* WHAT IS BEING ASKED
Type out the listing again, exactly, with every line included.

* SUPPLIED DATA
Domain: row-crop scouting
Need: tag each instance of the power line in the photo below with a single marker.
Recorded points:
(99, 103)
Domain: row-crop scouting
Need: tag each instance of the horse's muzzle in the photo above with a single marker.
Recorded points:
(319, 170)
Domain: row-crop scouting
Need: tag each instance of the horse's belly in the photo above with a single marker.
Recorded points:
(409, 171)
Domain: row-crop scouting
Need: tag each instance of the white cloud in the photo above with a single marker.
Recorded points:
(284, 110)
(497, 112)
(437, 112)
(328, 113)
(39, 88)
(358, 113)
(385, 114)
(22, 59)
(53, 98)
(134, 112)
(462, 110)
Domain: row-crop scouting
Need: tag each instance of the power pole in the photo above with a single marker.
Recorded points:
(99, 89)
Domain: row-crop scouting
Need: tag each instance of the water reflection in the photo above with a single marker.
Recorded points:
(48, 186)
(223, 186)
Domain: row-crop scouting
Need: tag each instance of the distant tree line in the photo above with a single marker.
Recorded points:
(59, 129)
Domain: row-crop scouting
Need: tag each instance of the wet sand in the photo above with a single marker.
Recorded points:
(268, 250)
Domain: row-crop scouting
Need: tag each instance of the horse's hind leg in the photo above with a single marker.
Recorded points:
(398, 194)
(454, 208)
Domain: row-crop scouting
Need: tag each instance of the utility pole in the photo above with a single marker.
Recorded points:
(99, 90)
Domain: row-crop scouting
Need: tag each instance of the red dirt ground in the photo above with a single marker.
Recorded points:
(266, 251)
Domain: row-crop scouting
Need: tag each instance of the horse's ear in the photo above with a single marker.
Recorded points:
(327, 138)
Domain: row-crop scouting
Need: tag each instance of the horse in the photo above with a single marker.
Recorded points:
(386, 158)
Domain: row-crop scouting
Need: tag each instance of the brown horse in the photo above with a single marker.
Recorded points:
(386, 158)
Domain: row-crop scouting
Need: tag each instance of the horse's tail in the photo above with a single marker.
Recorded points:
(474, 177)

* SOLUTION
Domain: row-crop scouting
Need: tag each instance of the power line in the photo below with a single marker.
Recorded points:
(99, 103)
Domain: row-crop scouting
Need: tag each instance of the horse's muzzle in the photo above with a single marker.
Recorded points:
(319, 170)
Domain: row-crop scouting
Need: tag each instance of the horse's belly in the photo above with a single marker.
Recorded points:
(409, 171)
Domain: row-crop scouting
Need: tag each instance of the white cloud in the photo above with a single marker.
Recorded points:
(284, 110)
(497, 112)
(437, 112)
(328, 113)
(39, 88)
(358, 113)
(385, 114)
(22, 59)
(53, 98)
(134, 112)
(462, 110)
Domain: row-crop scouting
Need: tag each instance of the power pole in the photo above with a single marker.
Recorded points:
(99, 89)
Domain: row-crop scouting
Need: tag each instance of the water reflection in the photo above with a single marker.
Recorded points:
(48, 186)
(223, 186)
Domain: row-crop scouting
Need: tag each instance of the distant tree line in the photo above with a single marker.
Recorded points:
(59, 129)
Domain: row-crop scouting
Need: tag each instance of the wet sand in the photo above with a single marker.
Recorded points:
(268, 250)
Domain: row-crop scouting
Need: tag each instance of the horse's hind leg in the photo above with a single marker.
Recorded points:
(398, 194)
(454, 208)
Domain: row-crop scouting
Need: tag each instance of the utility pole in the photo above with a single marker.
Recorded points:
(99, 90)
Domain: row-crop scouting
Need: tag each instance of the red dirt ground in the photo above with a single marker.
Recorded points:
(266, 251)
Domain: row-crop scouting
Need: tag each instance of the horse's ear in the photo above with a single marker.
Recorded points:
(327, 138)
Domain: row-crop scouting
Need: tag each instance of the horse in the photo above with a single marker.
Recorded points:
(386, 158)
Domain: row-crop scouting
Need: tag each instance of the brown horse in the photo above with a single marker.
Recorded points:
(386, 158)
Domain: row-crop scouting
Need: tag each instance of the horse's tail in the photo above with a single marker.
Recorded points:
(474, 177)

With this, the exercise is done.